Cases of Hepatitis of Unknown Origin in Children Raise Alarm Cases of Hepatitis of Unknown Origin in Children Raise Alarm

This article was originally published in French on Medscape.

Europe — After several cases of acute hepatitis of unknown origin in children in the United Kingdom were reported, further cases have now been reported in France (two cases), Denmark, Ireland, the Netherlands, and Spain. More than 80 cases have been reported overall, raising fears of an epidemic, according to the European Centre for Disease Prevention and Control (ECDC) in a press release.

Furthermore, nine cases have allegedly been reported since last autumn in Alabama in the United States. These cases have mainly been in children aged 1-6 years.

Investigations are ongoing in all these countries, particularly as the “exact causes of these cases of acute hepatitis remain unknown.” Nevertheless, the team working on these cases in the United Kingdom believes that, based on clinical and epidemiologic data, the cause is probably infectious in origin.

Coordinated by the ECDC, European medical societies such as the European Association for the Study of the Liver and the European Society of Clinical Microbiology and Infectious Diseases (ESCMID) are working together to promote information sharing, according to the European agency.

Recorded information

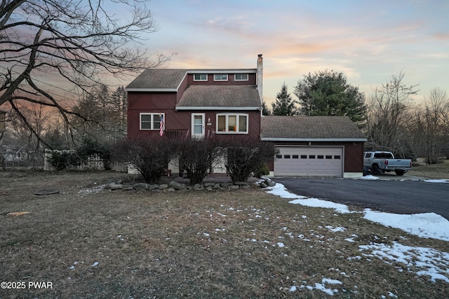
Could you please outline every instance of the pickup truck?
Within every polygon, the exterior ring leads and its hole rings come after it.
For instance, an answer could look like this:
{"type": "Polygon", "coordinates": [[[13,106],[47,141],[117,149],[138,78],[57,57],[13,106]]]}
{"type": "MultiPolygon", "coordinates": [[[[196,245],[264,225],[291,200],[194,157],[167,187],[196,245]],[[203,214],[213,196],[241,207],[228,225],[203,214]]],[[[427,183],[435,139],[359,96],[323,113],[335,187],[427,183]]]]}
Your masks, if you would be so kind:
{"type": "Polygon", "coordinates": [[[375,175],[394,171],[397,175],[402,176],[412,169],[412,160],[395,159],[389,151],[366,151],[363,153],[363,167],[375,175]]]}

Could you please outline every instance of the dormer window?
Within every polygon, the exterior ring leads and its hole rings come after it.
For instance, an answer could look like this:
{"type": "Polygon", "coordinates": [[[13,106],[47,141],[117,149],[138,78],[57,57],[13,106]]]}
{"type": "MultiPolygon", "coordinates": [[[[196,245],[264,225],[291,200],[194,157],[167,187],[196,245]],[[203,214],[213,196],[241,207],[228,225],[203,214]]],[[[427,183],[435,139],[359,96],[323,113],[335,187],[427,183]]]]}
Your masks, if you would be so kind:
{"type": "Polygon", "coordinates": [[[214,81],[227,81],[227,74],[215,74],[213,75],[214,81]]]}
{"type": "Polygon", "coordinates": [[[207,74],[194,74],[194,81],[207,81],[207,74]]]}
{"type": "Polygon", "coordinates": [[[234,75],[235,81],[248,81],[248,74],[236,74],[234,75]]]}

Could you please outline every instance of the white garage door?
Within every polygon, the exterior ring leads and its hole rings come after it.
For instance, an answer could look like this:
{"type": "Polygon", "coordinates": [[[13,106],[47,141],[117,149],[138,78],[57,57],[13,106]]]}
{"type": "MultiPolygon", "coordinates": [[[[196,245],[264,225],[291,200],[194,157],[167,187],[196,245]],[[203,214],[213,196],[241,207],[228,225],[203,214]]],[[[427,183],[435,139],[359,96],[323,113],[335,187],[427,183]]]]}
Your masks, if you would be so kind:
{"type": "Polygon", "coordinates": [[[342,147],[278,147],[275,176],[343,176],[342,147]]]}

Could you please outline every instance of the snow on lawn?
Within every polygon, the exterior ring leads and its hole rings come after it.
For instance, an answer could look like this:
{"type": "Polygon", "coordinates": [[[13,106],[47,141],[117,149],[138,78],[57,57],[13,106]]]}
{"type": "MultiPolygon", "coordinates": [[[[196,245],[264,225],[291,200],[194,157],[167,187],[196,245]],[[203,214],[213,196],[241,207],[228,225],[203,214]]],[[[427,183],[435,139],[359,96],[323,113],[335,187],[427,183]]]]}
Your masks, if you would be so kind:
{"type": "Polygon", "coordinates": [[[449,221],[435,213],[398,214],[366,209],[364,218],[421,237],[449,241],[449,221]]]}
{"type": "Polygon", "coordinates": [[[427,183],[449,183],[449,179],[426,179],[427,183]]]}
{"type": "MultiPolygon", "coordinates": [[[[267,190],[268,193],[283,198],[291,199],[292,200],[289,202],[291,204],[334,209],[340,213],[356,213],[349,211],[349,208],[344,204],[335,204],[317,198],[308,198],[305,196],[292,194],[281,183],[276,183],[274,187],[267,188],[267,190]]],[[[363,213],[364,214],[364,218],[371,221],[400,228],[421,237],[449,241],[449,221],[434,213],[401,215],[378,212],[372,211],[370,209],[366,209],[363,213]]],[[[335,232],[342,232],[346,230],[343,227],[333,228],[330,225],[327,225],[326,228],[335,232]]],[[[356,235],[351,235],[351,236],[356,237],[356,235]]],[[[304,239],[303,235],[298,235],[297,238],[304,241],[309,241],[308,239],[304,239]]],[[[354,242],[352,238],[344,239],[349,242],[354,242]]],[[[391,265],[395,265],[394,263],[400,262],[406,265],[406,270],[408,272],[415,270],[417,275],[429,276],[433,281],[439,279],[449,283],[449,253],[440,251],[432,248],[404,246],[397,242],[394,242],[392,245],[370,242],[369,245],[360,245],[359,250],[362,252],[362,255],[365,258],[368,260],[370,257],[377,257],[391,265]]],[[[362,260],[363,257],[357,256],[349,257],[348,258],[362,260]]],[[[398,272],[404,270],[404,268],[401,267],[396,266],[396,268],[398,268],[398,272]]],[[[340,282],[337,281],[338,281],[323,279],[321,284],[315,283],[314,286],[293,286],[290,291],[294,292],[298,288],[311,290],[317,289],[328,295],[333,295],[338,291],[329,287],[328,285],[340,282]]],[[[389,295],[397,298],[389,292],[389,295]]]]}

Problem 1
Answer these questions using the article on childhood hepatitis above the rows, one line per answer, lettered the same way.
(a) In what language was the article originally published?
(b) Which agency's press release reported more than 80 cases overall?
(c) In which U.S. state were nine cases reported?
Problem 2
Print the part of the article on childhood hepatitis that runs between "Europe — After" and "a press release.", inclusive.
Problem 3
Carry on the article about hepatitis of unknown origin in children from the point where it stops.

Answer area 1
(a) French
(b) The European Centre for Disease Prevention and Control (ECDC)
(c) Alabama

Answer area 2
Europe — After several cases of acute hepatitis of unknown origin in children in the United Kingdom were reported, further cases have now been reported in France (two cases), Denmark, Ireland, the Netherlands, and Spain. More than 80 cases have been reported overall, raising fears of an epidemic, according to the European Centre for Disease Prevention and Control (ECDC) in a press release.

Answer area 3
Potential Infectious Agent

For context, on April 5, the United Kingdom reported about 10 cases of acute hepatitis of unknown origin in children younger than 10 in Scotland with no underlying conditions. Seven days later, the UK reported that 61 additional cases were under investigation in England, Wales, and Northern Ireland, the majority of which were in children aged 2-5 years.

The cases in the United Kingdom presented with severe acute hepatitis, with increased liver enzyme levels (aspartate aminotransferase [AST] and alanine aminotransferase [ALT] levels above 500 IU/L), and most presented with jaundice. Some reported gastrointestinal symptoms such as abdominal pain, diarrhea, and vomiting in the previous weeks.

The majority had no fever.

Although no deaths had been reported as of April 15, some cases needed to be seen by a liver specialist in the hospital, and others had to undergo transplantation (six transplants in Europe and two in the United States).

Initial hypotheses have focused on a potential infectious agent or exposure to a toxin. No link to COVID-19 vaccination has been established.

Which Type of Hepatitis?

The ECDC reports that laboratory tests have ruled out the possibility of attributing the cases to type A, B, C, D, and E viral hepatitis. Of the 13 cases in Scotland, three tested positive for SARS-CoV-2, five were negative, and two had contracted COVID over the course of the last 3 months.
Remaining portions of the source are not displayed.